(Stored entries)
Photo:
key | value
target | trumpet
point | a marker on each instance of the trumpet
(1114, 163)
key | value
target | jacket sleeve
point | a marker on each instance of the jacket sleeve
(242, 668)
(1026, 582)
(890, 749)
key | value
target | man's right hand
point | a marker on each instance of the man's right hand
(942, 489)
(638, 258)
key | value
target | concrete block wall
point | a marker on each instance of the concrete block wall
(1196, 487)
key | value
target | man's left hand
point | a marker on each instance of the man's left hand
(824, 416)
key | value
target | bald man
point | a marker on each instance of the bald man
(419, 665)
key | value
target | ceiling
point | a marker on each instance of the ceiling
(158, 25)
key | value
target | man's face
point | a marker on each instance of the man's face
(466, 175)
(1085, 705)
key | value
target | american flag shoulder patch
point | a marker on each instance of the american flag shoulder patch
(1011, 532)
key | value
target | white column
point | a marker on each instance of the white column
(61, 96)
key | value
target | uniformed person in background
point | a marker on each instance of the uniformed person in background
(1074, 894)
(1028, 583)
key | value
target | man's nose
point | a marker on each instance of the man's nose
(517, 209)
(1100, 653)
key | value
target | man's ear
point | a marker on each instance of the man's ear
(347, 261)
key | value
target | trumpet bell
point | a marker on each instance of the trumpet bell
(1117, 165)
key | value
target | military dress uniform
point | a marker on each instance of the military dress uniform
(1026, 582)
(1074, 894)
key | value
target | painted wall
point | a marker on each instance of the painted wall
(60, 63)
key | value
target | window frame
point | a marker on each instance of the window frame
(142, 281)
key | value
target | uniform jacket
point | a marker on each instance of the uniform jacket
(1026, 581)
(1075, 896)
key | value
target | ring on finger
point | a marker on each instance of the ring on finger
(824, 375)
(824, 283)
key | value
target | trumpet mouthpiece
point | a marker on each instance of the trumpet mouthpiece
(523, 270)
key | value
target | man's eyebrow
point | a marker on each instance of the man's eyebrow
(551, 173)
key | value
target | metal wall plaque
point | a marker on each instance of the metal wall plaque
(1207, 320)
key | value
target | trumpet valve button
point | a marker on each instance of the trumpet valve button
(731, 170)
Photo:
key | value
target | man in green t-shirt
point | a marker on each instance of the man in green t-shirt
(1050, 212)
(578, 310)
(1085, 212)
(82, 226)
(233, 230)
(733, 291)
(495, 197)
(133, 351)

◆ REQUIRED WORK
Copy out all of the records shown above exactly.

◆ ANSWER
Photo:
key | value
target | trumpet
point | a marker on each instance of the trumpet
(1114, 163)
key | value
target | jacket sleeve
point | a marker on each instance of the jacket sleeve
(242, 668)
(1026, 582)
(890, 749)
key | value
target | man's right hand
point | a marker on each instance of the man's right hand
(942, 489)
(638, 258)
key | value
target | concrete block wall
point | a marker on each instance of the concrete block wall
(1196, 487)
key | value
target | man's left hand
point | a marker on each instance of the man's left hand
(824, 416)
key | value
target | bald man
point | a marker on each instance of the bald man
(419, 665)
key | value
target | ceiling
point | a marker on each instance of the ceiling
(158, 25)
key | value
target | man's face
point | a marker on each instance of the man's face
(466, 175)
(1085, 705)
key | value
target | american flag shoulder patch
point | a marker on each instance of the american flag shoulder patch
(1011, 532)
key | value
target | white column
point | a marker on each instance of the white column
(61, 96)
key | value
target | uniformed person in background
point | a marker on each instance of the uniformed person in background
(1074, 894)
(1028, 583)
key | value
target | man's nose
point | a marker on each instance of the man's nose
(517, 209)
(1100, 653)
key | value
target | man's ear
point | a marker on each instance of the man's ear
(347, 261)
key | value
target | trumpet bell
point | a marker on each instance of the trumpet bell
(1117, 165)
key | value
target | military dress uniform
point | a marker on each instance of the military dress uniform
(1026, 582)
(1074, 894)
key | value
target | painted wall
point | a marker on each instance of the painted wall
(60, 63)
key | value
target | window frame
point | a marker on each instance of the window frame
(142, 281)
key | value
target | uniform jacket
point | a marker on each instance of the uniform jacket
(1026, 581)
(1075, 896)
key | value
target | ring on finger
point | a marker on each instance of the ring on finger
(824, 375)
(824, 283)
key | value
target | trumpet mouthpiece
point | a marker on each instance of the trumpet mouthpiece
(523, 270)
key | value
target | man's eyebrow
point | a marker on each instance of the man's eyebrow
(551, 173)
key | value
target | metal wall plaque
point | a marker on each instance of the metal wall plaque
(1207, 320)
key | value
target | trumpet valve button
point | a marker on each instance of the trumpet valve button
(731, 170)
Photo:
key | value
target | man in green t-shirt
point | a marker on each instance of the man in green t-shirt
(1050, 212)
(578, 310)
(1085, 212)
(82, 226)
(233, 230)
(733, 291)
(495, 197)
(133, 351)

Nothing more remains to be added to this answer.